Document section:
— Start —
From our partners at Pacific Media Centre

West Papuan protesters demonstrate at Auckland University when UN Secretary-General Ban Ki-moon made a speech. Photo: Henry Yamo / PMC

Asia-Pacific Journalism, Pacific Media Centre

14 September, 2011

Henry Yamo

Free West Papua” … the Pacific isn’t free until West Papua is free. That is the four-decades-old West Papuan slogan that reverberated for a week as the Pacific islands countries gathered for the 42nd Pacific Islands Forum in New Zealand.

Ban Ki-moon waving to West Papuan protesters at Auckland University. Photo: Karen Abplanalp / PMC

Ban Ki-moon waving to West Papuan protesters at Auckland University. Photo: Karen Abplanalp / PMC

Dr John Ondawame from the West Papua People’s Representative Office in Vanuatu says: “Our call to the leaders of all Pacific countries is to support the West Papua peoples’ call for peace talks between the government of Indonesia and the people of West Papua.”

Pacific leaders must remember that the Pacific will never be free unless West Papua is free from the current oppression and atrocities that have lasted for more than 40 years caused by the Indonesian government, he says.

Dr Ondawame says their concerns are voiced particularly to their Melanesian neighbour countries to call on the government of Indonesia to take decisive decision on suggested peace talks and recommend a Forum fact-finding mission to West Papua.

“We are calling as Melanesian brothers and are very keen to meet with the Prime Minister of Vanuatu who has indicated to support our call,” he says.

“We also want to lobby with leaders from other Melanesian and Pacific countries to support Vanuatu when it raises the West Papua,” he said.

Fundamental right
The member for Te Tai Tokerau electorate and founding leader of the Mana Party in New Zealand, Hone Harawira, says he supports the cause of West Papuans because freedom is a fundamental right.

“As Pacific islanders we can only be totally free if West Papuans who are also from the Pacific are completely free from the current oppression,” says Harawira.
— End —
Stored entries
— Start —
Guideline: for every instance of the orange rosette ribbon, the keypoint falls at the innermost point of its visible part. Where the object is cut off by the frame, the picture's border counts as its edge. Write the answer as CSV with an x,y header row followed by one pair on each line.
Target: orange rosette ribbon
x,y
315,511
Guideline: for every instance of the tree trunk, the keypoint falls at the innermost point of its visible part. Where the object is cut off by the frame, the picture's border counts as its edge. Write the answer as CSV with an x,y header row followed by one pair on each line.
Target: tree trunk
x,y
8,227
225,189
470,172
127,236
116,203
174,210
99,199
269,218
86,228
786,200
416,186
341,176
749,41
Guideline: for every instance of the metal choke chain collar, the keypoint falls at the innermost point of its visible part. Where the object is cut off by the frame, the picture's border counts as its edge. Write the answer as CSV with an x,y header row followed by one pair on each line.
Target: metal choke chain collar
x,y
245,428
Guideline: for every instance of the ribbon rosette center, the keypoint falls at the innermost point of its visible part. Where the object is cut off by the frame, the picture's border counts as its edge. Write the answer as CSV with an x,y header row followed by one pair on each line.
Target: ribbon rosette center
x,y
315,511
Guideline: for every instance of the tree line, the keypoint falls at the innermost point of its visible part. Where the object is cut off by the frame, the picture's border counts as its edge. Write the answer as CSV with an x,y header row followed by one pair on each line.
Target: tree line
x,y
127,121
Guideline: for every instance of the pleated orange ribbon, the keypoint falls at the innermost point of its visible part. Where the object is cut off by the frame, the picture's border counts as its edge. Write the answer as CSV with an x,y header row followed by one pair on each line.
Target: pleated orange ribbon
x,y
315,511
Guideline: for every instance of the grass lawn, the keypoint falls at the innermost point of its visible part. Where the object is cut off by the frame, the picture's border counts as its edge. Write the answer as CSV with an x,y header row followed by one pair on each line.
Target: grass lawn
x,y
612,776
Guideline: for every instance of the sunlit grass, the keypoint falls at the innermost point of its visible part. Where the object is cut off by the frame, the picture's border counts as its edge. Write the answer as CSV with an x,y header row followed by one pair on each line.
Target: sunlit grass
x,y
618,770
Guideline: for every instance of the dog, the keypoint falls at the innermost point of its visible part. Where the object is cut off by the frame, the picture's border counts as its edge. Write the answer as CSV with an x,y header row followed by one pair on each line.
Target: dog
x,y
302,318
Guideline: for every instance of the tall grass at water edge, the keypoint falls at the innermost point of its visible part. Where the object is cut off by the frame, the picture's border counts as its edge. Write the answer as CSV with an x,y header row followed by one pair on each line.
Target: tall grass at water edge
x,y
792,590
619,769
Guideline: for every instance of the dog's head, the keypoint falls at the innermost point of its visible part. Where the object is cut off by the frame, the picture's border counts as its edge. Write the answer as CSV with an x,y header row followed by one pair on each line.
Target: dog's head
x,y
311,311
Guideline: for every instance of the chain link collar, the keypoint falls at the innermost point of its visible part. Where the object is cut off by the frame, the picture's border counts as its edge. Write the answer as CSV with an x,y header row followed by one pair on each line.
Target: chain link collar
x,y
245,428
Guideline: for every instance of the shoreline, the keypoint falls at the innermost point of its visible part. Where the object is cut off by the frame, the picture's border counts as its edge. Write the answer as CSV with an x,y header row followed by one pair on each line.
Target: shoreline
— End —
Exercise requirements:
Carry on the news article about the West Papuan protests at the Pacific Islands Forum, starting right after its final sentence.

Response to this task:
Jo Collins ... abuses will not go away. Photo: Henry  Yamo / PMC

Jo Collins … abuses will not go away. Photo: Henry Yamo / PMC

This was reinforced by the spokesperson for the Australian West Papua Association, Joe Collins, who says the Forum has to realise the abuses have been going on for many years and will not go away.

“People get shot or get burnt; tortures are carried out publicly on the streets so that it creates fear among the people.  The level of spying on West Papuans is very high, starting in villages and into towns and cities,” he says.

West Papua is one of the last conflict areas in the Pacific region. The international and Pacific governments should pay more attention to the level of torture and atrocities being experienced by the people.

Dr Ondawame says the freedom of West Papua is a Pacific issue that has received “embarrassingly  little” attention from Pacific countries while the United States and United Kingdom have made their position clear, calling for constructive and peaceful dialogue.

“At least Melanesian countries must act and we are pleased that Vanuatu is the only country that has come forward to firmly support the aspirations and independence of West Papua while our very close neighbour PNG has been silent and has been working closely with Indonesia,” he says.

Call for UN action
The United Nations cannot do much with human rights issues in West Papua unless Pacific Island countries unite and call for UN action.

Rex Rumakiek ... seeking peaceful solution. Photo: Henry Yamo / PMC

Rex Rumakiek … seeking peaceful solution. Photo: Henry Yamo / PMC

Secretary-General of the West Papua National Coalition for Liberation (WPCNL) Rex Rumakiek says: “West Papua has been part of the Pacific since the establishment of the South Pacific Commission and also as founding member of the Pacific Conference of Churches set up in 1956.

“And so it is timely for our Pacific brothers to adhere to our concerns when the opportunity arose. We are here to seek that support.”

Rumakiek says the people of West Papua will continue to take up the call until a peaceful solution to the problems is found, ending the shameful atrocities encountered.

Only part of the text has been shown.